● 提示文:
☆ ☆ ☆ ☆ ☆ ☆ ☆
回転している材料に工具を当てて、棒や筒など、丸い形状を作るために使用されます。
覚えておくといい事は、「工具は固定、工作物(ワーク)が回転している」ということです。
英語ではLatheとかTurningと言います。中国語では旋削加工を车加工(車加工)と言います。
そして旋削と旋盤の違いは、「旋削」という加工をする時に使う機械が「旋盤」です。
「旋盤加工」と聞いたら、「旋盤という機械で行う旋削加工の略なんだな」と理解したらOKです。
旋盤とは,円柱状の材料を回して,それにバイトと呼ばれる刃ものを当てて,材料を削る工作機械であり,機械加工で最もよく使われる工作機械の一つである
機械加工の基礎知識より引用
旋削加工で作られる身近なものの例として、ボルト、シャフトなどがあります。
さらに身近なもので例を挙げると、野球の木製バットも旋削加工で作られます。
旋削加工の反対語として、転削加工という言葉があります。
こちらは工具が回転して、固定したワークを削る方式です。フライス盤が代表です。
旋削加工の方法
旋削加工は回転しているワークに工具を押し当てて削ります。
- 外径旋削
- 内径旋削
- 端面中心の穴あけ
- 突っ切り
- ネジ切り
- 溝入れ
などなど、丸物加工には意外と色々な種類があります。
旋削加工で使うバイトの構造
旋削加工では工具が固定されているので、旋削加工で円筒に溝を入れたり、突っ切ったり、ネジを切ったりなどの加工をするために、工具(バイト)の形状を変えて色んな加工に対応しています。
☆ ☆ ☆ ☆ ☆ ☆ ☆
● タスク一覧:
A: 旋削加工の文章で、旋削加工の方法として箇条書きにされている加工の種類をすべて挙げること。
B: 旋削加工の文章では、旋削加工の反対語として何という言葉が示されているか答えること。
C: 旋削加工の文章を、最後の文のあとから書き継ぐこと。
次のデータは、旋削加工の文章とは別の出典から取ったものである。
☆ ☆ ☆ ☆ ☆ ☆ ☆
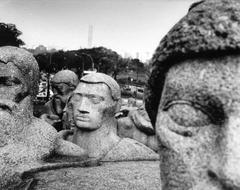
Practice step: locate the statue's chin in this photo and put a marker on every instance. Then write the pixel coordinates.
(7, 126)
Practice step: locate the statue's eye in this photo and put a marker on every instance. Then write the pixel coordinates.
(188, 116)
(9, 81)
(96, 99)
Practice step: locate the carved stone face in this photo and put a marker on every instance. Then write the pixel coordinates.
(14, 102)
(198, 125)
(92, 104)
(61, 93)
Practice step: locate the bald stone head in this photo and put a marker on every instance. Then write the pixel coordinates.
(63, 83)
(97, 98)
(25, 65)
(193, 98)
(19, 75)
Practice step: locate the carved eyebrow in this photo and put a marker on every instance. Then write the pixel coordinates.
(90, 95)
(196, 97)
(4, 79)
(1, 61)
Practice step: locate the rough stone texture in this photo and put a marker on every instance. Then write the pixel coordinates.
(94, 104)
(25, 141)
(211, 28)
(63, 84)
(130, 149)
(194, 99)
(136, 125)
(66, 76)
(141, 175)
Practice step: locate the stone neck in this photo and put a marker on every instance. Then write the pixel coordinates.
(98, 142)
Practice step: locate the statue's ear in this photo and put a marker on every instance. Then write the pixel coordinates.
(118, 106)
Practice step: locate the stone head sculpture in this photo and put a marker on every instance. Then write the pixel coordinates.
(193, 98)
(95, 101)
(63, 84)
(25, 141)
(19, 84)
(93, 105)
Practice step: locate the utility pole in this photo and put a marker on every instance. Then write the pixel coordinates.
(90, 36)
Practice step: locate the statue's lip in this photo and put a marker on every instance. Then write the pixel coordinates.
(4, 107)
(82, 118)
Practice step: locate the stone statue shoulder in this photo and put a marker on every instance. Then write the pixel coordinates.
(128, 149)
(41, 134)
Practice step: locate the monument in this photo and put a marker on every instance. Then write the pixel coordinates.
(124, 163)
(94, 104)
(25, 141)
(193, 99)
(63, 84)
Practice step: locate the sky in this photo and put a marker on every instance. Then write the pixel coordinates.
(129, 27)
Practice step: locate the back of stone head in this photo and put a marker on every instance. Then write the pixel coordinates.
(210, 28)
(66, 76)
(26, 63)
(106, 79)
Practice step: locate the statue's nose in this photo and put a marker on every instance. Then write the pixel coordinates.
(227, 164)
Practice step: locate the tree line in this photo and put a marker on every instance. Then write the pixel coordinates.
(51, 61)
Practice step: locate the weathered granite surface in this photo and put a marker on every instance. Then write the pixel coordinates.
(137, 125)
(94, 104)
(63, 83)
(26, 141)
(194, 99)
(139, 175)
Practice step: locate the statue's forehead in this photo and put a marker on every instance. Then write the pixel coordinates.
(199, 79)
(93, 88)
(10, 70)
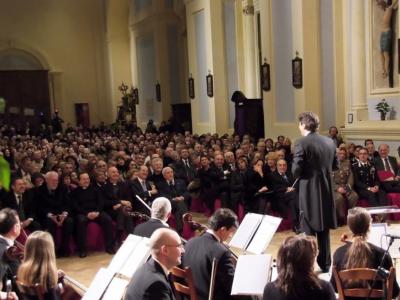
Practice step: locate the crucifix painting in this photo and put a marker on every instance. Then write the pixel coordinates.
(384, 43)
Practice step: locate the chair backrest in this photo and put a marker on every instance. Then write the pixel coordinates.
(362, 274)
(31, 290)
(183, 282)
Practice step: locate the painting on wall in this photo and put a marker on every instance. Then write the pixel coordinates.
(384, 46)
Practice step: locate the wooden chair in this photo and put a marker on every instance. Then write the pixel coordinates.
(30, 290)
(183, 282)
(362, 274)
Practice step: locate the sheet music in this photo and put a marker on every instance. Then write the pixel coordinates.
(136, 259)
(383, 209)
(264, 234)
(252, 274)
(98, 285)
(378, 230)
(246, 231)
(395, 248)
(116, 289)
(126, 249)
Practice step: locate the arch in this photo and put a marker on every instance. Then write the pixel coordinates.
(15, 59)
(22, 53)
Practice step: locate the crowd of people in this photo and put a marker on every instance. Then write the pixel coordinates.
(64, 180)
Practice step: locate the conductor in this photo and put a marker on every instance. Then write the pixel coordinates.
(314, 158)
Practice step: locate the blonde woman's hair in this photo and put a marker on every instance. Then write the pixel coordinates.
(39, 264)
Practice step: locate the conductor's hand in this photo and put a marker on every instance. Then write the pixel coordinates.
(126, 203)
(263, 189)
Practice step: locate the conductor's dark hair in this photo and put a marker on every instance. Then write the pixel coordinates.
(223, 217)
(238, 96)
(8, 218)
(310, 120)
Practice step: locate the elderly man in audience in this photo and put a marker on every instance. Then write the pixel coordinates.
(144, 189)
(54, 210)
(117, 199)
(87, 207)
(285, 193)
(344, 194)
(183, 168)
(200, 252)
(388, 170)
(152, 280)
(175, 190)
(10, 228)
(21, 200)
(160, 213)
(366, 181)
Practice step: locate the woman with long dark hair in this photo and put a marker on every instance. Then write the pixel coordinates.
(358, 252)
(296, 278)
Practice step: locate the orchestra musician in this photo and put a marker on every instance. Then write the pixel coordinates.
(200, 252)
(152, 280)
(358, 252)
(296, 278)
(160, 213)
(39, 266)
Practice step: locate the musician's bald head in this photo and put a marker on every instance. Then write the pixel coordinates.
(166, 247)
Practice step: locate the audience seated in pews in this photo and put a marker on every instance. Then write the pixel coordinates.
(366, 181)
(296, 278)
(21, 200)
(10, 229)
(87, 207)
(358, 252)
(388, 166)
(152, 280)
(175, 190)
(160, 213)
(343, 186)
(54, 210)
(215, 165)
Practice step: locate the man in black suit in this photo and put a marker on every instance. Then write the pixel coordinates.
(175, 190)
(285, 194)
(366, 181)
(141, 186)
(200, 252)
(54, 209)
(314, 158)
(87, 207)
(152, 280)
(387, 163)
(160, 213)
(183, 168)
(21, 201)
(333, 134)
(116, 197)
(10, 228)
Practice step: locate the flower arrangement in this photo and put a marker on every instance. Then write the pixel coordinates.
(383, 107)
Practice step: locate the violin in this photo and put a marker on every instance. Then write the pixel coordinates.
(137, 215)
(195, 226)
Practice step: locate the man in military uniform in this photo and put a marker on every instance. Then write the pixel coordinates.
(366, 181)
(343, 186)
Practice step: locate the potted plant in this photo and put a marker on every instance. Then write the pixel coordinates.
(383, 107)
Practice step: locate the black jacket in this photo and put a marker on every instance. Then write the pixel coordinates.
(199, 254)
(149, 283)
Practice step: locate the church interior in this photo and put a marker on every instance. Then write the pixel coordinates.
(213, 68)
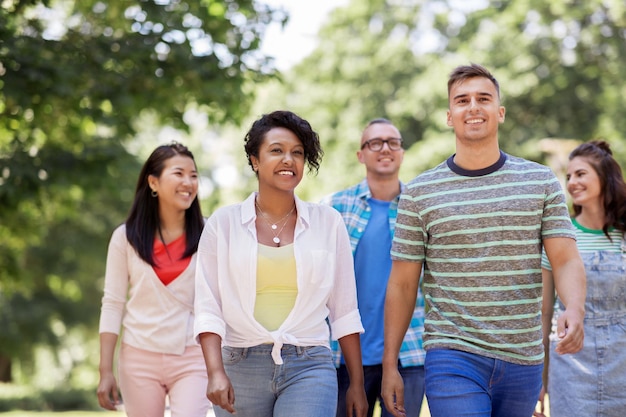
☆ ☆ ☆ ☆ ☆ ☆ ☆
● 各タスクの回答:
A:
- 外径旋削
- 内径旋削
- 端面中心の穴あけ
- 突っ切り
- ネジ切り
- 溝入れ

B: 転削加工。

C:
旋削加工に使うバイトという工具の構造は、刃先と胴体(シャンク)からできています。
「刃物台」と呼ばれるバイトを取り付ける場所にシャンク部分を固定して、回転しているワークに押し当てて加工します。
旋削加工の種類
▼旋削加工の種類は以下の大きく5つに分けられます。
- 旋削加工の種類
- 外周加工
- 端面加工
- 穴あけ加工
- ねじ加工
- 総形加工
これらについて、少し解説します。
外周加工
画像はサンドビックHPより
外周加工とは、ワークの外周を削る旋削加工です。
外周加工の中にもまたいくつか種類がありますが、名前だけ覚えておけば良いです。
「そういうことができるんだー」くらいに思っておけば、他の人の話にもついていけるはずです。
▼使用工具:片刃バイト
- 外丸削り…ワークの外径を削って小さくする加工
- 段削り…外周に段差を付ける加工
- テーパ削り…外周を斜めに削って円すいを作る加工
- 曲面削り…外周を丸くする加工
▼仕様工具:突っ切りバイト
▼使用工具:ローレット工具
端面加工
端面加工とは、ワークの端面を削る旋削加工です。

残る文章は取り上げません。